### Extract to read
begin

3.7 Maintain proper books of record and account, in which full, true and correct entries in conformity with its existing business practice shall be made of all financial transactions and matters involving its assets and business.
3.8 Permit representatives of the Holders to visit and inspect any of its properties, to examine its corporate, financial and operating records, and make copies thereof or abstracts therefrom, and to discuss its affairs, finances and accounts with its directors, officers, and independent public accountants, at such reasonable times during normal business hours and as often as may be reasonably desired, upon reasonable advance written notice to the Company; provided, however, that when an Event of Default exists, the Holders (or any of their respective representatives) may do any of the foregoing at any time during normal business hours and without advance written notice.
3.9 Promptly (a) notify the Holders upon the formation or acquisition of any Subsidiary of the Company and (b) upon the reasonable request by any Holder, (i) correct any material defect or error that may be discovered in any Note Document or in the execution, acknowledgment, filing or recordation thereof, and (ii) do, execute, acknowledge, deliver, record, re-record, file, re-file, register and re-register any and all such further deeds, certificates, assurances and other instruments as the Holders may reasonably require from time to time in order to (A) carry out more effectively the purposes of the Note Documents, (B) to the fullest extent permitted by applicable law, subject the Company’s or the Subsidiaries’ properties, assets, rights or interests to the liens covered by the Security Agreement, (C) perfect and maintain the validity, effectiveness and priority of the Security Agreement and any of the liens created thereunder and (D) assure, convey, grant, assign, transfer, preserve, protect and confirm more effectively unto the Holders the rights granted to the Holders under any Note Document or under any other instrument executed in connection with any Note Document to which the Holders are a party, and cause each of the Subsidiaries to do so; and cause each domestic Subsidiary (formed or acquired after the date hereof) to be a party to the Guaranty and the Security Agreement.

end

### Supplied material

begin

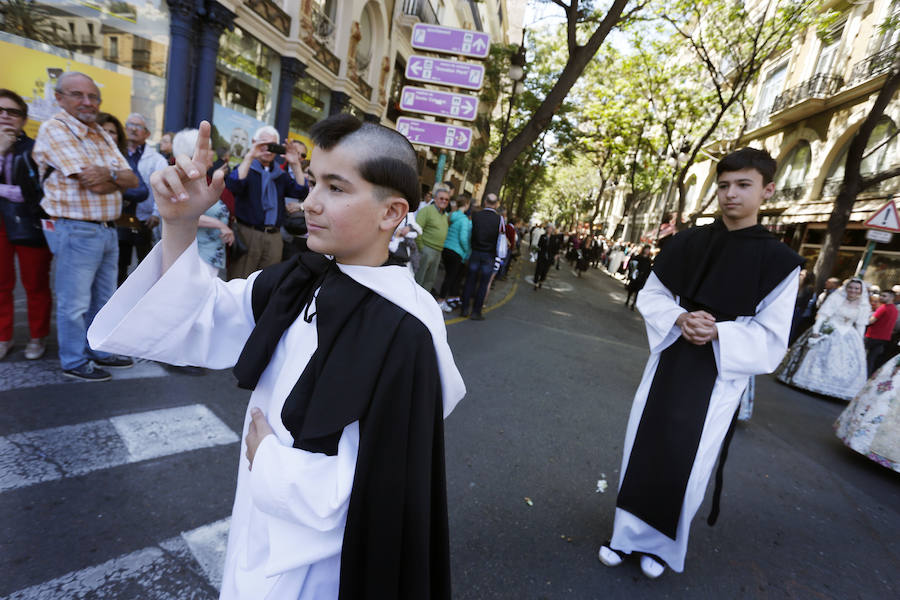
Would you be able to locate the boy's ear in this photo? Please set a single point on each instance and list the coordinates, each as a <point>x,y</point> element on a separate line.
<point>395,209</point>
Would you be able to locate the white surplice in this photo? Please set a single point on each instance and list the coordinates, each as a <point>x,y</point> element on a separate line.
<point>747,346</point>
<point>289,512</point>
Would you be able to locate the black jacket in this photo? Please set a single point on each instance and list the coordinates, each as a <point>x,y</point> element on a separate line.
<point>485,229</point>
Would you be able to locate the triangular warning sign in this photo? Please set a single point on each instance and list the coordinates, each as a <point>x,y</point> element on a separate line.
<point>885,219</point>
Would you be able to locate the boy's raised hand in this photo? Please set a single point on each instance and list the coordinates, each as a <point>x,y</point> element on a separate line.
<point>181,191</point>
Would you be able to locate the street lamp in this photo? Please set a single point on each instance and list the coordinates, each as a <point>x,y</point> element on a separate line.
<point>516,74</point>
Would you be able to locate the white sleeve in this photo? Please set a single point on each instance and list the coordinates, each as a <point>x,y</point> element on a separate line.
<point>183,317</point>
<point>294,488</point>
<point>660,310</point>
<point>756,345</point>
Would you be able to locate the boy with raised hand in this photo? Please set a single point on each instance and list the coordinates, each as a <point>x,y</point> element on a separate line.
<point>717,308</point>
<point>341,489</point>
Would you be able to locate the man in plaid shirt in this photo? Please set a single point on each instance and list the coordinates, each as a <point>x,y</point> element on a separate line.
<point>84,175</point>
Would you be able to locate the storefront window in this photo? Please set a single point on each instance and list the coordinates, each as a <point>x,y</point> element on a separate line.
<point>123,46</point>
<point>246,75</point>
<point>310,104</point>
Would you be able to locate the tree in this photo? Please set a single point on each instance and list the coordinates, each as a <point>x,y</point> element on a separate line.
<point>854,182</point>
<point>581,18</point>
<point>731,41</point>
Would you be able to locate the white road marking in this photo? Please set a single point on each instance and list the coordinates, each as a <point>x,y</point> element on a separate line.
<point>47,454</point>
<point>163,572</point>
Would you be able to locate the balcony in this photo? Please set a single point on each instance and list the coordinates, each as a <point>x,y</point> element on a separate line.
<point>418,11</point>
<point>875,65</point>
<point>808,97</point>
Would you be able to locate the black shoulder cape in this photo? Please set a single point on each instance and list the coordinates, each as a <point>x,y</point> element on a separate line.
<point>725,272</point>
<point>374,363</point>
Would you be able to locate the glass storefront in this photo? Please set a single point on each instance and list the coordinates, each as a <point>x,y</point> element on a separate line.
<point>247,73</point>
<point>123,46</point>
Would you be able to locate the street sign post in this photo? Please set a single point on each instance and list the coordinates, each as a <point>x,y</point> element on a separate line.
<point>450,40</point>
<point>445,72</point>
<point>881,227</point>
<point>440,135</point>
<point>439,104</point>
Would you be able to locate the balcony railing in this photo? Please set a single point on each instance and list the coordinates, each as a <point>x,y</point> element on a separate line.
<point>323,28</point>
<point>421,9</point>
<point>875,65</point>
<point>820,86</point>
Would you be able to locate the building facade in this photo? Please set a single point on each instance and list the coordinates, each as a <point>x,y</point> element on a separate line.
<point>238,64</point>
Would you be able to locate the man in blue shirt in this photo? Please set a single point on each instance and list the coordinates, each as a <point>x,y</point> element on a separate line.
<point>260,186</point>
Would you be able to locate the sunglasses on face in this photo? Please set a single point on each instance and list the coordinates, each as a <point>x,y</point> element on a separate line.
<point>13,112</point>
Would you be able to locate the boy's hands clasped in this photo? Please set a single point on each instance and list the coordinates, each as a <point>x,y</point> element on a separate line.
<point>698,327</point>
<point>181,191</point>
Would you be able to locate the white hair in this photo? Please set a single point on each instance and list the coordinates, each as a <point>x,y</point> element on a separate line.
<point>184,142</point>
<point>266,129</point>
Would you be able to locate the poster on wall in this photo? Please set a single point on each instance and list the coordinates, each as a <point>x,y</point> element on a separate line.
<point>33,74</point>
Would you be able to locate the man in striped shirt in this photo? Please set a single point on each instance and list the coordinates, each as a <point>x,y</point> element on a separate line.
<point>84,175</point>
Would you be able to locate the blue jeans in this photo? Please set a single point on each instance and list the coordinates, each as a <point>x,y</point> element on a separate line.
<point>87,256</point>
<point>481,265</point>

end

### Directions for this task
Can you reproduce the company covenants text above verbatim, from 3.7 through the end of 3.9?

### Complete output
3.7 Maintain proper books of record and account, in which full, true and correct entries in conformity with its existing business practice shall be made of all financial transactions and matters involving its assets and business.
3.8 Permit representatives of the Holders to visit and inspect any of its properties, to examine its corporate, financial and operating records, and make copies thereof or abstracts therefrom, and to discuss its affairs, finances and accounts with its directors, officers, and independent public accountants, at such reasonable times during normal business hours and as often as may be reasonably desired, upon reasonable advance written notice to the Company; provided, however, that when an Event of Default exists, the Holders (or any of their respective representatives) may do any of the foregoing at any time during normal business hours and without advance written notice.
3.9 Promptly (a) notify the Holders upon the formation or acquisition of any Subsidiary of the Company and (b) upon the reasonable request by any Holder, (i) correct any material defect or error that may be discovered in any Note Document or in the execution, acknowledgment, filing or recordation thereof, and (ii) do, execute, acknowledge, deliver, record, re-record, file, re-file, register and re-register any and all such further deeds, certificates, assurances and other instruments as the Holders may reasonably require from time to time in order to (A) carry out more effectively the purposes of the Note Documents, (B) to the fullest extent permitted by applicable law, subject the Company’s or the Subsidiaries’ properties, assets, rights or interests to the liens covered by the Security Agreement, (C) perfect and maintain the validity, effectiveness and priority of the Security Agreement and any of the liens created thereunder and (D) assure, convey, grant, assign, transfer, preserve, protect and confirm more effectively unto the Holders the rights granted to the Holders under any Note Document or under any other instrument executed in connection with any Note Document to which the Holders are a party, and cause each of the Subsidiaries to do so; and cause each domestic Subsidiary (formed or acquired after the date hereof) to be a party to the Guaranty and the Security Agreement.